Lee Gomes' Aug. 2 WSJ column does make a valid point that hits
still matter. But at the same time the evidence it cites provides
strong support for a quantitative form of the "long tail" hypothesis.
This quantitative form suggests where long tails are likely to be
most important, and where their influence might be slight.
The quantitative form of the "long tail" hypothesis arises from the
ubiquitous Zipf's Law, which says that the k-th most popular item is
1/k times as popular as the most popular one. This means (if we
approximate 1 + 1/2 + 1/3 + ... + 1/k by log(k)) that the most popular
k items out of a total of n items should be bought/viewed/...
log(k) / log(n)
fraction of the time. Now let's look at the numbers in Lee's column:
(a) For Amazon, Lee cites estimates that the top 100,000 sellers
account for 60% to 80% of all sales. Since Amazon is supposed to
list 3.7 million books, the rule above suggests that the top 100,000
should account for
log(100000) / log(3700000) = 0.761...,
or 76%, right in the range of estimates we have.
(b) Netflix: 50 out of 60,000 titles account for 30% of rentals
according to Lee's column. The rule above predicts
log(50) / log(60000) = 0.355...
which is even more than what we see (and so the "long tail" is even
bigger than might be expected).
(c) YouTube: Top 10% of 5.1 million videos account for 79% of plays,
and top 20% for 89%. The rule listed predicts
log(510000) / log(5100000) = 0.8509...

JOB A: Present the listing from the line containing "Please spot the bee wing" through the last line of the listing as a Markdown table with columns n and Line. Leave out blank lines and pictures.
The long-tail article and the listing that comes after it are unrelated.

(Pointing entries for named objects)
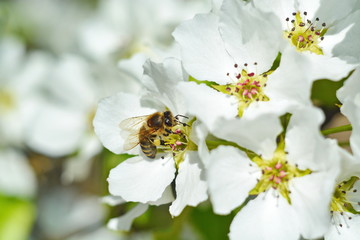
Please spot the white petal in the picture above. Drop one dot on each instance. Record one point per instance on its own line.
(350, 229)
(124, 222)
(354, 197)
(57, 130)
(203, 51)
(16, 175)
(190, 183)
(167, 197)
(244, 28)
(348, 49)
(77, 168)
(207, 104)
(141, 180)
(112, 200)
(161, 80)
(281, 8)
(266, 218)
(258, 135)
(231, 175)
(310, 199)
(111, 111)
(331, 11)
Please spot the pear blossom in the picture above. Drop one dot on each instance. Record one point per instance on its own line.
(242, 81)
(344, 208)
(17, 178)
(119, 29)
(323, 31)
(139, 178)
(288, 183)
(349, 96)
(63, 126)
(22, 77)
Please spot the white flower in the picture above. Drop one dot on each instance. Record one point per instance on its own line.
(64, 124)
(122, 28)
(320, 28)
(20, 83)
(292, 179)
(345, 204)
(230, 52)
(123, 223)
(349, 96)
(16, 175)
(141, 179)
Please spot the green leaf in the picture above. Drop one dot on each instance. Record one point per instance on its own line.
(209, 225)
(16, 218)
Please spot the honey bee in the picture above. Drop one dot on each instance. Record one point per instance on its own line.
(144, 130)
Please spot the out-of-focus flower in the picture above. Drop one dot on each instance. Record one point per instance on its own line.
(292, 180)
(137, 179)
(122, 28)
(64, 124)
(63, 212)
(345, 207)
(22, 78)
(16, 176)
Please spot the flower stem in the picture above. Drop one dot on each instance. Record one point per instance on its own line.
(337, 129)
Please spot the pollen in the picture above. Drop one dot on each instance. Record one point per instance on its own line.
(177, 141)
(277, 173)
(304, 34)
(341, 207)
(246, 86)
(7, 101)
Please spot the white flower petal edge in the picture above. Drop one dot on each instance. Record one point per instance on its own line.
(231, 175)
(265, 218)
(203, 51)
(207, 104)
(110, 112)
(191, 187)
(258, 134)
(349, 95)
(161, 80)
(124, 222)
(244, 36)
(349, 231)
(140, 180)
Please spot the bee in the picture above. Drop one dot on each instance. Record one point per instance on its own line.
(144, 130)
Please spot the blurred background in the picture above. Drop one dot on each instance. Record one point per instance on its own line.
(57, 59)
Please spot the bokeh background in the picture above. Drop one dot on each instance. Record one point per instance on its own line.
(57, 59)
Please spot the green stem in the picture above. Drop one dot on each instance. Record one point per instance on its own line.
(337, 129)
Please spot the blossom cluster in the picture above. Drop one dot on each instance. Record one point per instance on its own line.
(231, 120)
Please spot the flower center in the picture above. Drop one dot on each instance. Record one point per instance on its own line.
(305, 34)
(7, 101)
(177, 141)
(246, 87)
(277, 173)
(340, 203)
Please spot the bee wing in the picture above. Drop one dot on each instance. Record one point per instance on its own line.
(133, 124)
(131, 141)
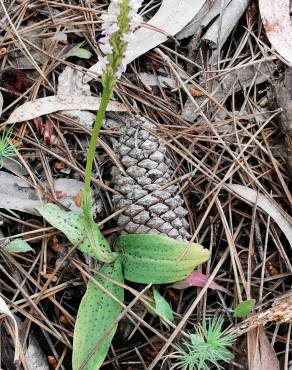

JOB B: From the long-tail article, reproduce the passage from "The quantitative form" up to and including "log(k) / log(n)" word for word.

RIGHT ANSWER A:
| n | Line |
|---|---|
| 1 | Please spot the bee wing in the picture above. Drop one dot on each instance. Record one point per instance on its own line. |
| 2 | (133, 124) |
| 3 | (131, 141) |

RIGHT ANSWER B:
The quantitative form of the "long tail" hypothesis arises from the
ubiquitous Zipf's Law, which says that the k-th most popular item is
1/k times as popular as the most popular one. This means (if we
approximate 1 + 1/2 + 1/3 + ... + 1/k by log(k)) that the most popular
k items out of a total of n items should be bought/viewed/...
log(k) / log(n)